_Условия заданий_
A – Ответьте на вопросы по тексту о передаче власти Петэну:
(i) Кто стал заместителем председателя Совета министров 16 мая?
(ii) Какие политики поддерживают Рейно?
(iii) Какого числа Петэн обращается к Германии с просьбой о перемирии?
B – Определите, соответствуют ли утверждения тексту о передаче власти Петэну. Каждый ответ подтвердите точной цитатой.
(i) Вейган требовал немедленного перемирия.
(ii) Рейно участвовал в голосовании о кончине Третьей республики.
(iii) Поль Бодуэн оставался на стороне Рейно.
C – Продолжите текст о передаче власти Петэну, начав сразу после его последнего предложения.

_Исходный текст_
---+---

Между тем Рейно подвергается резким нападкам со стороны преемника Гамелена — Вейгана, который требует немедленного перемирия и опирается на Петэна, ставшего 16 мая заместителем председателя Совета министров. Рейно оставлен генеральными секретарями правительства Полем Бодуэном и Ивом Бутийе, его поддерживают лишь политики Луи Марен и Жорж Мандель. Что касается последнего, уже ощутившего рост в стране антисемитизма, то разве он не отходит на второй план в эти трагические дни, когда обсуждается, каким образом положить конец борьбе? Так или иначе, но именно он с готовностью идет навстречу де Голлю, этому новому человеку, которому предстоит стать воплощением Сопротивления и будущего страны. Рейно же, скорее утративший опору, чем лишенный решимости бороться, как и предчувствовал Мандель, уступает «Наполеону и Жанне д’Арк в одном лице» (по выражению Камиля Шотана) и передает власть Петэну — которого он сам в свое время привлек к участию в правительстве с целью вернуть нации боевой дух. Возглавив Совет министров, Петэн незамедлительно обращается к Германии с просьбой о перемирии (17 июня). Рейно, как раз попавший в автомобильную аварию, разумеется, тоже прибывает в Виши, но слишком поздно и потому не принимает участия ни в голосовании о кончине Третьей республики, ни в дискуссиях, которые предшествуют этому акту.

---+---

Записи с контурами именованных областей
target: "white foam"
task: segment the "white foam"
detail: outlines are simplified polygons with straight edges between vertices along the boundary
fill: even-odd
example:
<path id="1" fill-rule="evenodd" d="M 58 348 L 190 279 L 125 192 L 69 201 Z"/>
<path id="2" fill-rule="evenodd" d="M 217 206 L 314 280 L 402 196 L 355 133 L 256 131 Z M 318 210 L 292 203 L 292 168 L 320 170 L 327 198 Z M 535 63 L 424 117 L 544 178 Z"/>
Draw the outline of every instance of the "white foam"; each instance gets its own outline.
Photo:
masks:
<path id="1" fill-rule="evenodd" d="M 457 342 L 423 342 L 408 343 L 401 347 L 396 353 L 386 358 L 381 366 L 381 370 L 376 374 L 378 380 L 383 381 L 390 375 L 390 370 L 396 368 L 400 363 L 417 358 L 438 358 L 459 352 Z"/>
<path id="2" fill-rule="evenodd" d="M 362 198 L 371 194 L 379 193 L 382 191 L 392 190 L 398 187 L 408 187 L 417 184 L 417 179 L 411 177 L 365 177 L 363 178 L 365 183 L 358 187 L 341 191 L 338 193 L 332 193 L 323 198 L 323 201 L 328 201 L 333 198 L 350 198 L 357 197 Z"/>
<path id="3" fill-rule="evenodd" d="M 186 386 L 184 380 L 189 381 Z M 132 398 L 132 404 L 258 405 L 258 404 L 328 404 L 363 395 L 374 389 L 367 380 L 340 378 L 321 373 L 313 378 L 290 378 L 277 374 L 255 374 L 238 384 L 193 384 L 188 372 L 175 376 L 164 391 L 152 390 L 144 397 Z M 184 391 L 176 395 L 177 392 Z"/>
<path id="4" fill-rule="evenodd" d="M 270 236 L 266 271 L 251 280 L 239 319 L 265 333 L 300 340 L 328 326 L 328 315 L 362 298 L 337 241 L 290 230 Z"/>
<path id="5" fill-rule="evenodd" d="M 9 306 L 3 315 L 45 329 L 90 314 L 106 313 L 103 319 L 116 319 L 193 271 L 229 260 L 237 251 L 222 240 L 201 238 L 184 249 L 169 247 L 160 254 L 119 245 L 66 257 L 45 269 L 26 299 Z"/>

---+---

_Ответы к заданиям_
A –
(i) Петэн.
(ii) Луи Марен и Жорж Мандель.
(iii) 17 июня.

B –
(i) Да: «который требует немедленного перемирия».
(ii) Нет: «не принимает участия ни в голосовании о кончине Третьей республики».
(iii) Нет: «Рейно оставлен генеральными секретарями правительства Полем Бодуэном и Ивом Бутийе».

C –
В течение нескольких дней ни председатель палаты депутатов Эдуар Эррио, схваченный во время переезда на лионскую виллу, ни опасающийся Петэна председатель Сената Жюль Жаненнэ так и не попытались по-настоящему отговорить Рейно от передачи своего поста Петэну. А президент Республики Альбер Лебрен перестал существовать как политик даже до того, как сложил с себя полномочия: никто и не вспомнит, что именно он на заседании Совета министров 25 мая первым предложил заключить перемирие. Тем не менее в Виши он заявляет о своем отказе уйти в отставку, при том что Эррио добровольно отказывается от участия в голосовании, а Жаненнэ, будучи председателем, не голосует.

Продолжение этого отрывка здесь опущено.